Directions for this task => In the passage on Biden's climate pledges, what reason does it give for the estimated 21 percent drop in U.S. emissions from the 2005 baseline last year, and why are emissions now going back up? Answer in one to three sentences.

Text under study =>
▬▬▬▬▬▬▬▬▬▬

U.S. President Joe Biden used last week’s Earth Day summit to reassert U.S. global climate leadership, pledging dramatic reductions in U.S. carbon emissions and encouraging ambitious commitments from other major emitters. After four wasted years under former President Donald Trump, U.S. climate policy is finally headed in the right direction. And not a moment too soon, given the accumulated stock of greenhouse gases already in the atmosphere. With less than a decade left to avoid a planetary catastrophe, Biden has reenergized hopes that the world can still meet the daunting Paris Agreement target of holding the rise in average global temperatures to 1.5 degrees Celsius.
The summit nonetheless leaves important, lingering questions, the most important of these being the feasibility and credibility of Biden’s plans. His topline commitment is to reduce U.S. greenhouse gas emissions by 50 to 52 percent from their 2005 levels by 2030. This new target is nearly double what then-President Barack Obama offered as the U.S. contribution to the Paris Agreement in 2015. The good news is that U.S. emissions have been declining. They were down 13 percent from the 2005 levels in 2019 and are estimated to have declined 21 percent from that baseline last year, thanks to the pandemic-induced recession. The bad news is that emissions are now rising as the U.S. economy recovers.

▬▬▬▬▬▬▬▬▬▬

Dataset extract =>

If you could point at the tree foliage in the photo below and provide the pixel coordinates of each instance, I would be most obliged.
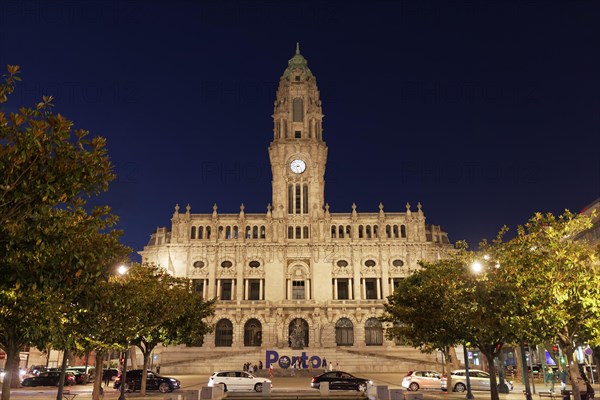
(52, 246)
(164, 310)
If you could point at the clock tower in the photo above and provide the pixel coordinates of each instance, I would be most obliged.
(298, 153)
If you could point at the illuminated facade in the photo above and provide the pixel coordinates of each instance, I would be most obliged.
(297, 277)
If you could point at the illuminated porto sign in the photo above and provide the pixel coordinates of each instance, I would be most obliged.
(304, 361)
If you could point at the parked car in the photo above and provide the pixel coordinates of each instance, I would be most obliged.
(340, 380)
(109, 374)
(49, 378)
(80, 373)
(480, 380)
(238, 381)
(415, 380)
(154, 381)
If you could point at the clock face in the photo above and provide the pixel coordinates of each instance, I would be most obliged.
(298, 166)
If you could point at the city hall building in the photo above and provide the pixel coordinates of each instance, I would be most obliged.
(296, 280)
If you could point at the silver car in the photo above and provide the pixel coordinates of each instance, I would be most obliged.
(238, 381)
(480, 380)
(416, 380)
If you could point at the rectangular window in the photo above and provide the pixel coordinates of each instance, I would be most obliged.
(226, 289)
(254, 289)
(297, 199)
(298, 292)
(371, 289)
(198, 286)
(343, 289)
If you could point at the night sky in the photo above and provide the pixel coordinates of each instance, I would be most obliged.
(485, 112)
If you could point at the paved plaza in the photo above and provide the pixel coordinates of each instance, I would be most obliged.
(287, 387)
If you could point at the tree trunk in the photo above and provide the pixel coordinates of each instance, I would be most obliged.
(489, 356)
(146, 354)
(98, 380)
(573, 371)
(11, 379)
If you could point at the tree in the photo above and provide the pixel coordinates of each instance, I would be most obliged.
(52, 247)
(557, 278)
(167, 311)
(419, 309)
(445, 303)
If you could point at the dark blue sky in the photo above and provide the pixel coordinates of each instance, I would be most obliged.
(485, 112)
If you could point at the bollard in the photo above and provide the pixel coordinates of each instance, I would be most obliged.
(396, 394)
(383, 393)
(266, 391)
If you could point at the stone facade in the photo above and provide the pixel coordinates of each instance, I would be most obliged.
(297, 275)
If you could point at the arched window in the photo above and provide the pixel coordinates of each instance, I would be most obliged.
(298, 334)
(224, 333)
(298, 112)
(344, 332)
(373, 332)
(253, 333)
(305, 199)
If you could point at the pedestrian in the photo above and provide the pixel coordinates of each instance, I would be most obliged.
(563, 378)
(550, 378)
(106, 377)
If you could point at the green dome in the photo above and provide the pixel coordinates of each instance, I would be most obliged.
(297, 62)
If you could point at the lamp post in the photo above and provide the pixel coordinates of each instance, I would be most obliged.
(122, 270)
(469, 393)
(123, 376)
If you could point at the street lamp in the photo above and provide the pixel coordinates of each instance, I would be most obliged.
(122, 270)
(469, 393)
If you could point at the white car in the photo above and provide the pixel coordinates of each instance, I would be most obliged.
(415, 380)
(480, 380)
(238, 381)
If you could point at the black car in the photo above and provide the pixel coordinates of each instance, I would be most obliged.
(49, 378)
(154, 381)
(340, 380)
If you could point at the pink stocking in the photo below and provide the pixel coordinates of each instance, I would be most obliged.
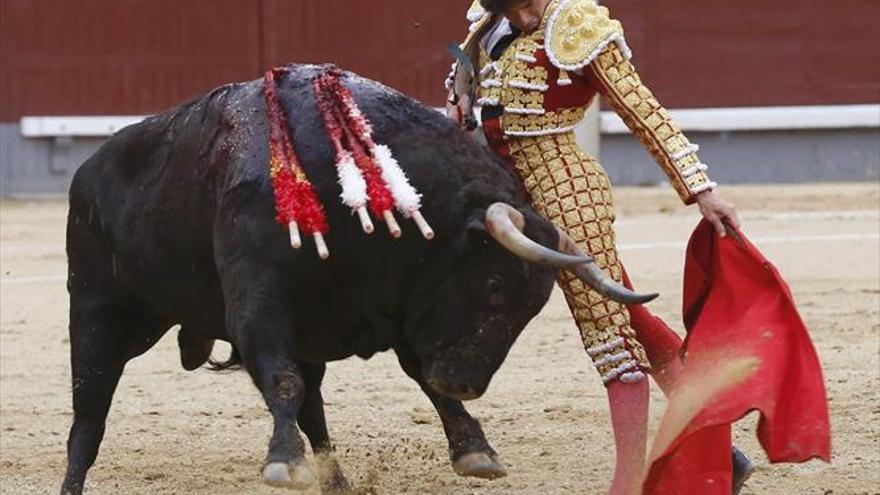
(629, 418)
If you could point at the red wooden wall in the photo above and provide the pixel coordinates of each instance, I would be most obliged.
(104, 57)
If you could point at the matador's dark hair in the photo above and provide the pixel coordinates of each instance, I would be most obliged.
(498, 6)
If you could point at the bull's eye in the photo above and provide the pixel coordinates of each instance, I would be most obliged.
(494, 284)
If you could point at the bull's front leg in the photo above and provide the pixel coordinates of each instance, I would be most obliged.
(469, 451)
(261, 322)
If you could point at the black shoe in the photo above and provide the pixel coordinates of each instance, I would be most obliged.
(742, 469)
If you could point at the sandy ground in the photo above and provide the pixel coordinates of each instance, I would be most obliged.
(173, 432)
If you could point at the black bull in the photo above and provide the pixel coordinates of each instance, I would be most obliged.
(172, 222)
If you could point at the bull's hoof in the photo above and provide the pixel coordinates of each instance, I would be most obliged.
(295, 475)
(480, 465)
(743, 468)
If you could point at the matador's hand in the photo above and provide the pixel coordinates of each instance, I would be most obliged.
(717, 211)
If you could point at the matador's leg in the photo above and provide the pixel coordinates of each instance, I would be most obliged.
(572, 190)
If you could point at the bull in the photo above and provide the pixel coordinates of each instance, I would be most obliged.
(171, 222)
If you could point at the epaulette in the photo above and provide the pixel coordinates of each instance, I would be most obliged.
(476, 12)
(578, 31)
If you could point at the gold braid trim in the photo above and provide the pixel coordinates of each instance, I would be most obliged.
(651, 124)
(578, 30)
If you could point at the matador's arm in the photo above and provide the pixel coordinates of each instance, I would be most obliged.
(582, 37)
(616, 78)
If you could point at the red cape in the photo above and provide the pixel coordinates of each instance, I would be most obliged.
(746, 349)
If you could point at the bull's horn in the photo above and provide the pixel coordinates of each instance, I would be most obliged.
(591, 275)
(504, 223)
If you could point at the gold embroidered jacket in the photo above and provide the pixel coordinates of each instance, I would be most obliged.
(545, 80)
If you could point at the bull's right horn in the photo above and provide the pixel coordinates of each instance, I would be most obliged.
(504, 223)
(593, 276)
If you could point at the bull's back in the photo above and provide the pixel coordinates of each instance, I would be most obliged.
(148, 198)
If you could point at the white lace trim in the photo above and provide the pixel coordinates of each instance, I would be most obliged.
(542, 132)
(354, 188)
(614, 373)
(633, 377)
(685, 152)
(704, 187)
(699, 167)
(612, 38)
(613, 358)
(604, 348)
(525, 85)
(474, 15)
(525, 111)
(406, 198)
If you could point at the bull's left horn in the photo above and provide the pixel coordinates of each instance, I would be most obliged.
(504, 223)
(591, 275)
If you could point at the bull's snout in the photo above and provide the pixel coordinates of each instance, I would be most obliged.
(444, 383)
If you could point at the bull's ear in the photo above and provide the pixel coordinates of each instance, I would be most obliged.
(474, 233)
(540, 230)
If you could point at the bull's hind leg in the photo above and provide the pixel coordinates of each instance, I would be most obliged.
(469, 450)
(106, 330)
(314, 424)
(261, 321)
(104, 335)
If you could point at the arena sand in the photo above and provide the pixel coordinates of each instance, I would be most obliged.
(172, 432)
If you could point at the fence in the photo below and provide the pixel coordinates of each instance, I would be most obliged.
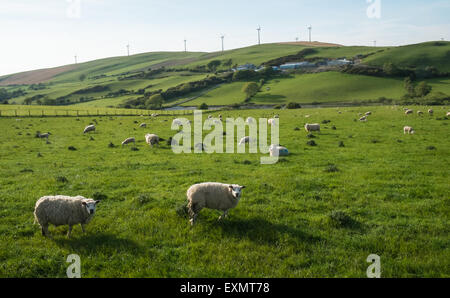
(88, 113)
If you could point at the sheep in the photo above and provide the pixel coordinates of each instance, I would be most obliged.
(408, 130)
(272, 122)
(64, 210)
(250, 120)
(277, 150)
(128, 141)
(89, 129)
(246, 140)
(43, 135)
(152, 139)
(312, 127)
(212, 195)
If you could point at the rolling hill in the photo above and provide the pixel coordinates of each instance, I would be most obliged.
(113, 81)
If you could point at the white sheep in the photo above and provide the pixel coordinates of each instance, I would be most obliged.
(312, 127)
(151, 139)
(212, 195)
(246, 140)
(89, 128)
(408, 130)
(128, 141)
(64, 210)
(250, 120)
(272, 121)
(277, 150)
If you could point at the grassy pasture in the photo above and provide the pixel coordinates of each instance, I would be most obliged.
(393, 190)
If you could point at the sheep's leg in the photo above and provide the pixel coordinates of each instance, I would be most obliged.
(69, 232)
(224, 215)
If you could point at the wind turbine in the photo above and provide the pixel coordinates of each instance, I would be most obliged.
(310, 29)
(259, 34)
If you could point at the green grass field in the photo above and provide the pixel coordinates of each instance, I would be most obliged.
(393, 189)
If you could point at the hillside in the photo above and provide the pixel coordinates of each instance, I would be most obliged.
(113, 81)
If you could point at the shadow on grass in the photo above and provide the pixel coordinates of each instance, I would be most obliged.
(94, 243)
(261, 230)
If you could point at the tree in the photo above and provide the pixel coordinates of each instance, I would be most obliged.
(250, 89)
(423, 89)
(409, 86)
(212, 65)
(154, 101)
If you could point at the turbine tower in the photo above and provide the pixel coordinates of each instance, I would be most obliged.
(259, 35)
(310, 29)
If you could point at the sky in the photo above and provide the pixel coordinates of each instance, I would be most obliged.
(39, 34)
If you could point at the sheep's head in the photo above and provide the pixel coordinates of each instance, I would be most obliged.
(90, 206)
(236, 191)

▬▬▬▬▬▬▬▬▬▬

Response for this exercise => The estimated 21 percent drop came from the pandemic-induced recession. Emissions are now rising again because the U.S. economy is recovering.